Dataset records
Start of Block

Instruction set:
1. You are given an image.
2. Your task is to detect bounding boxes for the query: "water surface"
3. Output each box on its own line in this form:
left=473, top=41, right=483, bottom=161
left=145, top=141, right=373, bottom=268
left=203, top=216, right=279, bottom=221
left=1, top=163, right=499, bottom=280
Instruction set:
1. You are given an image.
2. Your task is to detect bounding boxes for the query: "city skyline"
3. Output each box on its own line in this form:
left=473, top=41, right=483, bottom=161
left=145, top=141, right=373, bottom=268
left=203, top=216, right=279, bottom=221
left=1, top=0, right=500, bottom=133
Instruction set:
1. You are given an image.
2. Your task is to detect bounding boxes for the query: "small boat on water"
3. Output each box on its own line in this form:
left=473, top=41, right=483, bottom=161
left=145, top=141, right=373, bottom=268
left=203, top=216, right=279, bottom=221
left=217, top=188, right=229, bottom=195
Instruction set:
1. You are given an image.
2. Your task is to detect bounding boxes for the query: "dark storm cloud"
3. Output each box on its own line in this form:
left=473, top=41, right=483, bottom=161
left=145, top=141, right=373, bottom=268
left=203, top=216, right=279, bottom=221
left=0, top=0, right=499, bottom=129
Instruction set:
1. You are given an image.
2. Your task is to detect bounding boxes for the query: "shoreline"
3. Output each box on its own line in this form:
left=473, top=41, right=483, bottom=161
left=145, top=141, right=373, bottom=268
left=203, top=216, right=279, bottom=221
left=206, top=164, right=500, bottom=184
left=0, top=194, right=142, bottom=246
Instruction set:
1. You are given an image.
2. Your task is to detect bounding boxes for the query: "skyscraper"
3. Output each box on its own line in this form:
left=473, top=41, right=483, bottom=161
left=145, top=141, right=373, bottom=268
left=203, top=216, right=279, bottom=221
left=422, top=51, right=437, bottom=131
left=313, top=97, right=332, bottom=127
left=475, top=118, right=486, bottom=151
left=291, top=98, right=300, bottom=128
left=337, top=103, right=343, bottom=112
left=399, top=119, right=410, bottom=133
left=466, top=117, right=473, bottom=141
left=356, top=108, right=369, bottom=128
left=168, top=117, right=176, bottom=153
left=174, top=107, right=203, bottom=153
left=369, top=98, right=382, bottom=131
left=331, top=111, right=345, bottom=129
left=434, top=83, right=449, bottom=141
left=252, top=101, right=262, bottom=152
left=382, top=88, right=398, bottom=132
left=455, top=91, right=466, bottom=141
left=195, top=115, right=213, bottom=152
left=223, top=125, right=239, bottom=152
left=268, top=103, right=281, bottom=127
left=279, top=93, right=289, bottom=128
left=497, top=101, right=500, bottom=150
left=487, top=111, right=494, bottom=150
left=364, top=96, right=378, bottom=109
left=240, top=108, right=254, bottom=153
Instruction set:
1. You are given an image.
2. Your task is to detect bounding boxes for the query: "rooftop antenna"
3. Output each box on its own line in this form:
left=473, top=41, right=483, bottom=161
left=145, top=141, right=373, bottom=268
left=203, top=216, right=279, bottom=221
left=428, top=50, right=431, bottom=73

End of Block

Return the entries in full. Do not alter them.

__WRITTEN ANSWER__:
Instruction set:
1. You are given an image.
2. Your task is to detect bounding boxes for the query: "water surface"
3. Output each box on its own line in this form:
left=473, top=41, right=483, bottom=161
left=145, top=141, right=373, bottom=268
left=203, top=216, right=279, bottom=221
left=1, top=163, right=499, bottom=280
Instruction set:
1. You are given an image.
2. Your task is to detect bounding boxes for the query: "city skyline"
3. Output each box on its own line in this form:
left=473, top=41, right=483, bottom=161
left=145, top=141, right=373, bottom=268
left=203, top=216, right=279, bottom=221
left=1, top=0, right=500, bottom=133
Instruction set:
1. You are given an image.
2. Your task is to detect bounding boxes for the query: "small boat on water"
3. Output each box on its own line in this form:
left=473, top=41, right=483, bottom=161
left=145, top=141, right=373, bottom=268
left=203, top=216, right=279, bottom=221
left=217, top=188, right=229, bottom=195
Instruction set:
1. You are given an image.
2. Your task is to detect bounding boxes for the query: "dark storm cloud"
3. Output each box on its own line in this form:
left=473, top=41, right=483, bottom=161
left=145, top=141, right=373, bottom=268
left=203, top=216, right=279, bottom=221
left=0, top=0, right=499, bottom=129
Instruction set:
1. You are given an image.
2. Your task is to detect bounding boxes for the query: "shoreline"
3. Output each box on its own line in this form:
left=473, top=41, right=483, bottom=161
left=145, top=141, right=373, bottom=268
left=203, top=216, right=279, bottom=221
left=206, top=164, right=500, bottom=184
left=0, top=194, right=142, bottom=246
Instruction set:
1. You are given an image.
2. Your task is to detect bounding boxes for the query: "skyscraper"
3. Output each box on its own line in this form:
left=473, top=41, right=483, bottom=161
left=145, top=141, right=373, bottom=268
left=203, top=216, right=279, bottom=221
left=422, top=51, right=437, bottom=131
left=313, top=97, right=332, bottom=127
left=475, top=118, right=486, bottom=151
left=291, top=98, right=300, bottom=128
left=337, top=103, right=343, bottom=112
left=399, top=119, right=410, bottom=133
left=466, top=117, right=473, bottom=141
left=356, top=108, right=369, bottom=128
left=168, top=117, right=176, bottom=153
left=174, top=107, right=203, bottom=153
left=369, top=98, right=382, bottom=131
left=331, top=111, right=345, bottom=129
left=434, top=83, right=449, bottom=141
left=252, top=101, right=262, bottom=152
left=382, top=88, right=398, bottom=132
left=455, top=91, right=466, bottom=141
left=195, top=115, right=213, bottom=152
left=223, top=125, right=239, bottom=152
left=268, top=103, right=281, bottom=127
left=279, top=93, right=289, bottom=128
left=497, top=101, right=500, bottom=150
left=487, top=111, right=494, bottom=150
left=364, top=96, right=378, bottom=109
left=240, top=108, right=254, bottom=153
Instruction set:
1. You are given an image.
2. Your task is to detect bounding boxes for the query: "rooftop antenna"
3. Output each box on its own line in this form:
left=473, top=41, right=483, bottom=161
left=145, top=141, right=373, bottom=268
left=203, top=216, right=279, bottom=221
left=428, top=50, right=431, bottom=73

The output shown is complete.